Aim:
Transcribe all of the records precisely as they are presented.

Input rows:
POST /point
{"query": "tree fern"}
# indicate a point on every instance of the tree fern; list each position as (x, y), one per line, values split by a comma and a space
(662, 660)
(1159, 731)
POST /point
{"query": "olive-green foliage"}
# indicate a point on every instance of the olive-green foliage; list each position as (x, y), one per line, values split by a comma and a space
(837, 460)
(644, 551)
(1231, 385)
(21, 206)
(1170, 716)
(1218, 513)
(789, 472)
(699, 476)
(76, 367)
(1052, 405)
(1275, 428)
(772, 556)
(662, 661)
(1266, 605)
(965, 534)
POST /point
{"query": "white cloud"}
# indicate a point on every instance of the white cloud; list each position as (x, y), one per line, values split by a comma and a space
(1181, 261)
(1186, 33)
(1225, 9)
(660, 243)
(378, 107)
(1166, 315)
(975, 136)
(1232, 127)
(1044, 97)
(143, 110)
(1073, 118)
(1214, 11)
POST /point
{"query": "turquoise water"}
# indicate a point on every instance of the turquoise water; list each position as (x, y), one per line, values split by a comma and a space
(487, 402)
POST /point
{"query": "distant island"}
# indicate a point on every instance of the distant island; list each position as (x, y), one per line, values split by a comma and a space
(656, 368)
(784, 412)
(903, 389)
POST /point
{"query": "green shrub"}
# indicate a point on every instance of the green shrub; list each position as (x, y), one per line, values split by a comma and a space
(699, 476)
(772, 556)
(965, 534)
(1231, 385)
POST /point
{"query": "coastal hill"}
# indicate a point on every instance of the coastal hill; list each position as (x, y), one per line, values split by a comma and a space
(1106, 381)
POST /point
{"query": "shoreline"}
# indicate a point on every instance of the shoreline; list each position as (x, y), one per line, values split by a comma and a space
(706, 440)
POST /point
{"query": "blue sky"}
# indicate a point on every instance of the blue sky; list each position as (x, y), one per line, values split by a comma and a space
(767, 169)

Exercise result:
POST /point
{"query": "tree fern"}
# indicate a point on every instance of the tree fern; list each position as (x, y), one per line, values split by a comma and a space
(662, 660)
(1159, 731)
POST /point
{"query": "olive-green foliage"}
# indicate a point on every instance of the olive-green foliage; list each position as (x, y), one per line, values split by a comma and a space
(837, 460)
(644, 551)
(1231, 385)
(21, 206)
(1170, 716)
(1218, 513)
(789, 472)
(699, 476)
(76, 367)
(1052, 405)
(1275, 428)
(772, 556)
(662, 661)
(1266, 605)
(965, 534)
POST /point
{"query": "white cloud"}
# indicate a point on every instance of the white cloud; list each position as (x, y), one per line, values split by a comma and a space
(1181, 261)
(1186, 33)
(1225, 9)
(660, 243)
(378, 107)
(1166, 315)
(975, 136)
(1232, 127)
(1044, 97)
(143, 110)
(1073, 118)
(1214, 11)
POST /point
{"query": "turquoise water"}
# indicate a point on every instance of the turquoise water; list each position as (x, y), one per line, values split by a comma and a space
(487, 402)
POST /point
{"query": "distant island"}
# indicate a point on every instance of the distant island; list each position as (x, y), one per line, values split by a comma and a space
(656, 368)
(784, 412)
(903, 389)
POST /point
{"query": "green shrub"}
# indicate a point on every instance of the green shrub; list each position as (x, y), one per line, values split by a comma and a space
(699, 476)
(772, 556)
(965, 534)
(1231, 385)
POST /point
{"query": "coastal hill"}
# indicate a point on every instance of the coastal hill; list each position as (x, y), one per line, values split by a comma and a space
(1106, 381)
POST /point
{"query": "shoreline"}
# indicate a point on every instance of the shoreline; list each position as (x, y), one per line, values split by a comma and a space
(706, 440)
POST /point
{"query": "blue sky"}
# indicate a point on every instance of the blue sky; list each position as (x, y), one per line, values split by a comma and a space
(767, 169)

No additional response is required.